Un seul cas de figure les éliminerait : une victoire bonifiée du XV du Chardon par au moins 21 points d’écart avec un bonus, quel qu’il soit, pour la bande à Sexton. Si les complotistes de la nation arc-en-ciel y trouvent matière à ruminer, Jacques Nienaber n’ose même pas y penser : "Si je crois qu’ils pourraient se mettre d’accord pour avoir un certain écart de points et sortir l’Afrique du Sud ? J’espère que non. On appelle ça un match arrangé, et je n’y crois pas. Ça serait très décevant, n’est-ce pas ?" Toujours est-il que, par-delà les théories les plus fumeuses et nauséabondes, l’hypothèse existe. Et que si Finn Russell et compagnie réalisent une entame tonitruante, elle prendra corps. "Des trois équipes, nous sommes probablement les mieux placés, tout en sachant que nous disposons de deux semaines de repos devant nous, rappelait de son côté à bon escient Rassie Erasmus. Après, peut-être que nous aurons six mois de repos…" La glorieuse incertitude du sport en a déjà surpris plus d’un.

"On aime être dans la peau des outsiders"

Données fournies:
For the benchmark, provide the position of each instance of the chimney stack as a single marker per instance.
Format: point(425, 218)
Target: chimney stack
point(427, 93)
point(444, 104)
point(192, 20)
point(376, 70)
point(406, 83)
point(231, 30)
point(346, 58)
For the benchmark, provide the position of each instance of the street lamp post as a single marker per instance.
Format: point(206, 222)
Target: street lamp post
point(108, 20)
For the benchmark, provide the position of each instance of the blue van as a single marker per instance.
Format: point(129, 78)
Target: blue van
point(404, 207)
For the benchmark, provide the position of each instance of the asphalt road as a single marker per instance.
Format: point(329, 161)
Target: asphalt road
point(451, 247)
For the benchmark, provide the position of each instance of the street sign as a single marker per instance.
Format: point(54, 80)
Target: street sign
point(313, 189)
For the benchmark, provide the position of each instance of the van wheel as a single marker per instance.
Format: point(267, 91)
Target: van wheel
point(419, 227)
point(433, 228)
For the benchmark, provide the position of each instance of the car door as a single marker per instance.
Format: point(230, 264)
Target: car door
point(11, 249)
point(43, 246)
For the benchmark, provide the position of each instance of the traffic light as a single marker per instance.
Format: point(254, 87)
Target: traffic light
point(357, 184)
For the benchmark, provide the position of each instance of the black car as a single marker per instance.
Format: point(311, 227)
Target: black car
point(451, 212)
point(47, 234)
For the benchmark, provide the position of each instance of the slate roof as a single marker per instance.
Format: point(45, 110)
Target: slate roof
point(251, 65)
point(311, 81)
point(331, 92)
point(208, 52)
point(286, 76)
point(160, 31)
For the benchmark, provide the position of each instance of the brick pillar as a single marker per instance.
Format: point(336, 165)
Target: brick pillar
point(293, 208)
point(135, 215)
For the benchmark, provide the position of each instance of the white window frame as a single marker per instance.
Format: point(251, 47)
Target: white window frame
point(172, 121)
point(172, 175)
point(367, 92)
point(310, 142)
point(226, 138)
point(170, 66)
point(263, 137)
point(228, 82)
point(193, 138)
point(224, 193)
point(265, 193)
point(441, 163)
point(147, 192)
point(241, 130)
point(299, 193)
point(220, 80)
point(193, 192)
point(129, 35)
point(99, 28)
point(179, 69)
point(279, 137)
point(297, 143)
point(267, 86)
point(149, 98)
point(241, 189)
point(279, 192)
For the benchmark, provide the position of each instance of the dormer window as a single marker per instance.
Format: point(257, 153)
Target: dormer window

Consigne: Rédigez la suite de l'extrait sur les chances de qualification de l'Afrique du Sud, en enchaînant directement après son dernier intertitre. Ces enregistrements n'ont aucun lien avec l'extrait.

Réponse attendue:
Du côté de Glasgow et Edimbourg, l’espoir portera – au moins jusqu’à 21 heures, ce samedi – un peuple dans sa quête d’un exploit à la portée historique et au retentissement planétaire. Non seulement le XV du Chardon doit vaincre la référence irlandaise mais il doit aussi l’emporter en privant son rival de bonus défensif ou en s’octroyant l’offensif. Un défi ultime, en somme. Gregor Townsend, le premier, en est conscient : "Battre l’équipe numéro 1 mondiale, cela n’arrive pas très souvent pour une nation comme la nôtre mais nous avons une opportunité et nous devrons faire de notre mieux."

Battre l’Irlande, non plus, n’arrive pas souvent aux combattants des hautes terres : leur dernier succès remonte au 4 février 2017, 27 à 22, à Murrayfield. Ce jour-là, Vern Cotter était encore sélectionneur, Stuart Hogg, auteur d’un doublé, leur meilleur joueur et Greig Laidlaw, leur buteur attitré… Les huit défaites subies depuis l’ont été, en plus, avec un écart moyen de 14 points en faveur du Trèfle. Autres données à même de déprimer les supporters du Chardon : depuis dix ans, leur bilan est de 1-12 et leur plus récente victoire par plus de sept unités dans cette confrontation directe remonte à 2007… Mais toutes les séries s’achèvent bien un jour, non ?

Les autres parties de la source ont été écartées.